## Questions on the material
• 1. Check each statement against the crystal structure excerpt and answer yes or no, quoting the words from the text that decide it. (a) The Figure 2 densities leave out structure pairs that are too different to match. (b) The two HfNbN structures in Figure 1(b) have different structural prototypes. (c) The paper contains six figures.
• 2. Write the next part of the crystal structure excerpt, picking up after its final sentence.

## Text excerpt
● ● ● ● ●

This paper contains 36 sections, 5 equations, 5 figures, 12 tables.

Figures (5)

  • Figure 1: Enumerating existing features of datasets and benchmarks used in crystal structure prediction for generative models of inorganic crystals. (a) Two perov-5 structures of composition CaCdSO$_2$, but with different structural prototypes in which structure $b$ is a distorted version of structure $a$. (b) Two perov-5 structures of composition HfNbN$_3$, with the same structural prototype but with the elements at the A and B sites (Hf and Nb) swapped in the perovskite ABX$_3$ structural prototype. (c) Two carbon-24 duplicate structures (one in dark and the other in light gray) with their unit cells marked in red. (d) Three carbon-24 duplicate structures with different unit cell sizes. (e) Views along a lattice direction of (top) a perov-5 test set structure and (bottom) a structure from a generative model which are considered "matching" despite significant structural distortions between the two, calculated using Pymatgen's StructureMatcher module with standard tolerances ltol$=0.3$, stol$=0.5$, angle_tol$=10.0$.
  • Figure 2: Kernel density estimates (with tophat kernel for large plots and Gaussian kernel for insets) of the distributions of match-boundary tolerance and uniqueness fraction for (a) stol, (b) ltol, and (c) angle_tol performed on the carbon-24 dataset. These densities only count structure pairs which are considered matching at or below the maximum tolerances, and ignore structure pairs which are too structurally distinct to match.

● ● ● ● ●

## Information supplied
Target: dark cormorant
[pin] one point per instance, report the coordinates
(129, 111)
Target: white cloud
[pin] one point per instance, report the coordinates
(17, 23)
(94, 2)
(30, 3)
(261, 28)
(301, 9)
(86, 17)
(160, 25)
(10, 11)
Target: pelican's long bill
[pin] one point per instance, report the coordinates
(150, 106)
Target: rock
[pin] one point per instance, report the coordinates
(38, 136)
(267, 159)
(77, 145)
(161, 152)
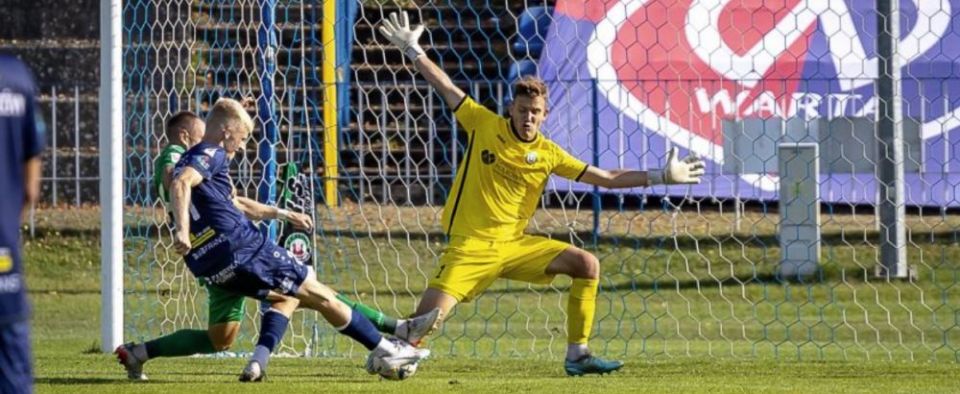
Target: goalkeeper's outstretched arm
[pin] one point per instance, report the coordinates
(676, 171)
(397, 30)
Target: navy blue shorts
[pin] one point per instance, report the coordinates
(272, 268)
(16, 373)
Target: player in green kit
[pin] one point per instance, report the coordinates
(226, 309)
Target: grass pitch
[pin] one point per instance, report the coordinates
(696, 316)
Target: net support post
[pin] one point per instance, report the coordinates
(111, 175)
(799, 229)
(893, 237)
(330, 122)
(267, 47)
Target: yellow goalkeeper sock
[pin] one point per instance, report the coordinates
(581, 307)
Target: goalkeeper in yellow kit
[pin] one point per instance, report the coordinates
(496, 191)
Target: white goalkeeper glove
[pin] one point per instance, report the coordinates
(398, 32)
(686, 171)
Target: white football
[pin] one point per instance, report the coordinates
(401, 373)
(376, 365)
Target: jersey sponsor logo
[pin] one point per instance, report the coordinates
(12, 104)
(222, 276)
(727, 72)
(487, 157)
(298, 245)
(10, 284)
(6, 260)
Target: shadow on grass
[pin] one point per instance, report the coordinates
(75, 381)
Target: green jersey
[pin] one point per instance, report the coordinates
(169, 157)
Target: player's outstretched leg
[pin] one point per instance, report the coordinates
(347, 321)
(584, 268)
(178, 344)
(410, 330)
(224, 314)
(273, 325)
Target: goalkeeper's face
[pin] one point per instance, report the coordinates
(528, 113)
(235, 141)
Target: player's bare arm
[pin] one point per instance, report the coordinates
(180, 200)
(398, 31)
(168, 176)
(31, 180)
(258, 211)
(676, 171)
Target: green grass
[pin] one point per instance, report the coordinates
(704, 315)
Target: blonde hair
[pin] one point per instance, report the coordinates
(229, 114)
(530, 87)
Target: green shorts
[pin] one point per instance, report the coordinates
(224, 306)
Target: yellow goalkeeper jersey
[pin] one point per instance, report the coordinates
(501, 177)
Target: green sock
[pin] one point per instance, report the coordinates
(180, 343)
(383, 322)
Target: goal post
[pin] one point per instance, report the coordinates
(111, 175)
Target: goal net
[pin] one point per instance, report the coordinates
(348, 132)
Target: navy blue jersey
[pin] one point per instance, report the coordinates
(21, 139)
(219, 232)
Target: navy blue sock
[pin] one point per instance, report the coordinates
(273, 325)
(362, 330)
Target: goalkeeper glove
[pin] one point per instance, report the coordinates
(688, 171)
(398, 32)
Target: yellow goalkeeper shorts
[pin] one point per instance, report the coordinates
(469, 265)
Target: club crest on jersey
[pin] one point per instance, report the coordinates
(488, 157)
(531, 157)
(298, 245)
(202, 161)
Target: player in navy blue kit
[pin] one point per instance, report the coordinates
(21, 141)
(223, 248)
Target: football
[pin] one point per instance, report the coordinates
(377, 365)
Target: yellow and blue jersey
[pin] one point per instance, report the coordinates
(501, 177)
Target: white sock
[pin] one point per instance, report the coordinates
(387, 346)
(402, 329)
(576, 351)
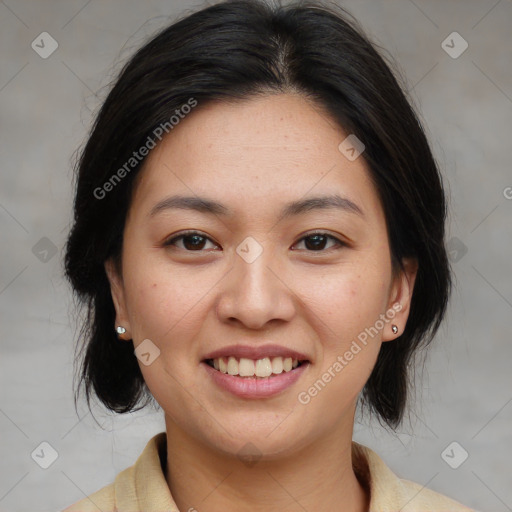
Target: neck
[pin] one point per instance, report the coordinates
(320, 477)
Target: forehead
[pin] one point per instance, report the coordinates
(255, 155)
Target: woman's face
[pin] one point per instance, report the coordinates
(254, 282)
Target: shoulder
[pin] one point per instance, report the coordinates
(102, 500)
(418, 498)
(389, 493)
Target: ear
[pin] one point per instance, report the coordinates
(400, 299)
(118, 297)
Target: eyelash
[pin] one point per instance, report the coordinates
(171, 241)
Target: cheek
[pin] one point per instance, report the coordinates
(344, 301)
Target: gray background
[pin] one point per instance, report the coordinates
(46, 109)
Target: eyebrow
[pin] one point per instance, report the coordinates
(204, 205)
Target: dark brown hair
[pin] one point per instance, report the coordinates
(233, 50)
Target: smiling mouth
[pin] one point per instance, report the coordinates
(250, 368)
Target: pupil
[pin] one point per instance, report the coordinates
(316, 238)
(197, 243)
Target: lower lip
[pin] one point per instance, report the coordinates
(255, 387)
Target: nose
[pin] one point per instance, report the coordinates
(256, 293)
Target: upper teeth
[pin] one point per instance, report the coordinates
(250, 368)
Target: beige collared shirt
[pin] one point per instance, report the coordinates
(143, 487)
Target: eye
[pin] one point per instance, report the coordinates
(192, 241)
(195, 241)
(316, 241)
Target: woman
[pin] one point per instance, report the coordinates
(259, 237)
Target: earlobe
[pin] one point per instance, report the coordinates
(400, 299)
(121, 326)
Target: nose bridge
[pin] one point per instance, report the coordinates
(254, 294)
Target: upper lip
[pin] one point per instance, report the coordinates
(259, 352)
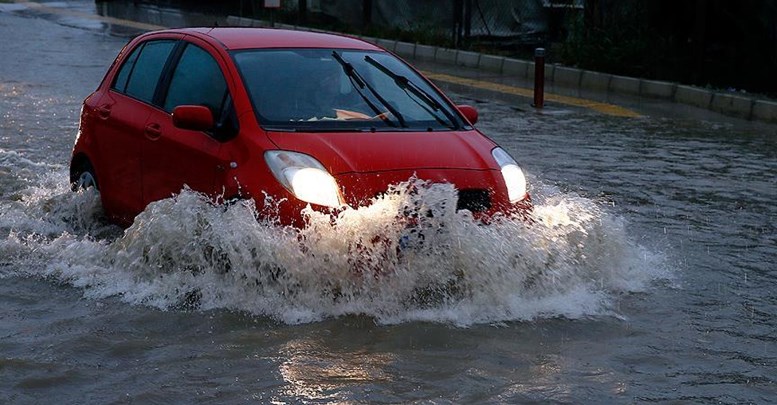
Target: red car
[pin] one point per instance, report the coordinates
(303, 118)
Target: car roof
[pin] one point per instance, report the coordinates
(233, 38)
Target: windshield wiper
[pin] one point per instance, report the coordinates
(405, 84)
(359, 83)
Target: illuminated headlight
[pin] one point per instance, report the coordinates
(304, 177)
(512, 174)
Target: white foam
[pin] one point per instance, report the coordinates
(572, 260)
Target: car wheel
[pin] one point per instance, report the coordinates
(83, 177)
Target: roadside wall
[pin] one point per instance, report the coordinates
(729, 103)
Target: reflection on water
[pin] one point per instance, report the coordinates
(313, 373)
(185, 252)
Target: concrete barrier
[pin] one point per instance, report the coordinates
(657, 89)
(595, 81)
(732, 105)
(491, 63)
(625, 85)
(567, 76)
(729, 104)
(467, 59)
(405, 49)
(425, 52)
(515, 67)
(446, 55)
(693, 96)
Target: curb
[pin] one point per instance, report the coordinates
(727, 103)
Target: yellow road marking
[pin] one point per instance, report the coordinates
(603, 108)
(72, 13)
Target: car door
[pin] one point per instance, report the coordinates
(175, 157)
(123, 111)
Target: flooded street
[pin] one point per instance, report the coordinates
(648, 275)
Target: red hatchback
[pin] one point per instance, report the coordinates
(302, 118)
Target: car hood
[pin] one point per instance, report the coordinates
(363, 152)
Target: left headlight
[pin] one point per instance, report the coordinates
(304, 176)
(512, 174)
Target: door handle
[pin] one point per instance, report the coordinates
(153, 131)
(104, 111)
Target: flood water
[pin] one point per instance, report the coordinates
(648, 274)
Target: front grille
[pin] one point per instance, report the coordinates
(474, 200)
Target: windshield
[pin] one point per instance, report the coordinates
(336, 90)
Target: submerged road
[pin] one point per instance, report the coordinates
(649, 277)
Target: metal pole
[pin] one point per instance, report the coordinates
(539, 77)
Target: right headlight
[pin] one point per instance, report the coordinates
(304, 176)
(512, 175)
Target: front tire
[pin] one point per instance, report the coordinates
(83, 177)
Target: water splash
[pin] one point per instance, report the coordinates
(572, 259)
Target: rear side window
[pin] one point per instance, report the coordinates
(139, 75)
(197, 80)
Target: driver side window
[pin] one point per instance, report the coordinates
(198, 80)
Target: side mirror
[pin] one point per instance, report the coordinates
(193, 117)
(469, 112)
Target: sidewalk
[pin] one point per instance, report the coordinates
(508, 78)
(564, 85)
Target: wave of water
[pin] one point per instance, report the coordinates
(572, 259)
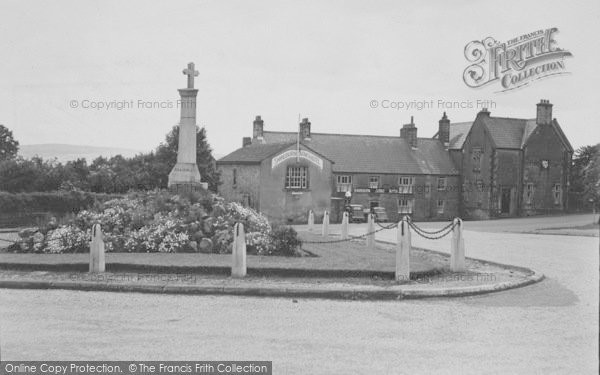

● ● ● ● ●

## Outputs for the tasks
• 1.
(a) Yes: "ignore structure pairs which are too structurally distinct to match."
(b) No: "with the same structural prototype but with the elements at the A and B sites (Hf and Nb) swapped"
(c) No: "5 figures"

• 2.
  • Figure 3: Demonstrating prior and new benchmarks. (a--d) A toy-case, in which the same colored shapes are considered polymorphs, shows different ways of computing match rate: (a) standard match rate, which penalizes polymorphs in the generated set being out of order; (b) "match everyone" metric, which fixes the fictitious penalty in (a); (c) a case of the "match everyone" metric in which a high match rate can be achieved without generating the diversity of polymorph structures; (d) our solution to the problems posed in (a) and (c), in which the number of matches from the "match everyone" metric is counted with respect to the reference set. (e) A demonstration of how "match everyone" differs when computed with respect to the generated vs. reference structures, showing that only the metric with respect to the reference structures (METRe) catches cases in which none of the generated structures match a given reference structure. (f) The implementation of corrected RMSE on a given matching metric.
  • Figure 4: Tolerance sensitivity plots for OMatG models trained on the polymorph-split MP-20 dataset. (a--b) Best-performing model with linear positional interpolant and ODE sampling and (c--d) worst-performing model with trigonometric interpolant with the latent variable $\gamma$ and ODE sampling. METRe rates are shown for (a) and (c) and cRMSE values are shown for (b) and (d); color bars have equivalently-sized ranges across subfigures. Vertical lines are drawn for clarity.
  • Figure 5: Tophat kernel density estimate of the distributions of match-boundary tolerance and uniqueness fraction for (a) stol, (b) ltol, and (c) angle_tol performed on the carbon-24-unique dataset. These densities only count structure pairs which are considered matching at or below the maximum tolerances, and ignore structure pairs which are too structurally distinct to match.